**Exercise**
Please extract the full Irvin Rock biography below, word for word, leaving out the data that follows it.

= Irvin Rock =

American experimental psychologist

Irvin Rock (1922–1995) was an American experimental psychologist who studied visual perception at the University of California at Berkeley. He wrote a book, titled The Logic of Perception, and was regarded as an excellent perception psychologist. Rock is notable in the field of psychology for his 1957 experiment where he tilted a square to make it look like a diamond and then tilted his test subjects and asked them what shape they saw. The experiment tested Rock's hypothesis that perceptual phenomena could be explained by higher-level mental processes instead of merely by automatic processes. When his test subjects continued to perceive the shape as a diamond after being tilted to view the shape as a square, Rock concluded that perception is an intelligent, higher-level mental process. This differed from previous conclusions by Gestalt psychologists that perception was not a higher-level process. Rock later wrote another important book on the field of inattentional blindness.

**Data provided**

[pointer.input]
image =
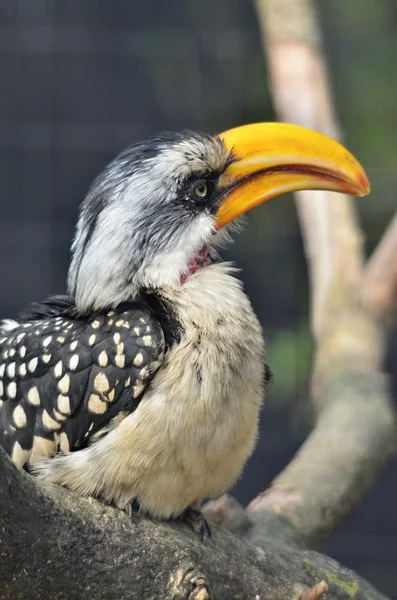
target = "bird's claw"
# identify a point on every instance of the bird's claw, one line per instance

**Result of this task**
= Irvin Rock =

American experimental psychologist

Irvin Rock (1922–1995) was an American experimental psychologist who studied visual perception at the University of California at Berkeley. He wrote a book, titled The Logic of Perception, and was regarded as an excellent perception psychologist. Rock is notable in the field of psychology for his 1957 experiment where he tilted a square to make it look like a diamond and then tilted his test subjects and asked them what shape they saw. The experiment tested Rock's hypothesis that perceptual phenomena could be explained by higher-level mental processes instead of merely by automatic processes. When his test subjects continued to perceive the shape as a diamond after being tilted to view the shape as a square, Rock concluded that perception is an intelligent, higher-level mental process. This differed from previous conclusions by Gestalt psychologists that perception was not a higher-level process. Rock later wrote another important book on the field of inattentional blindness.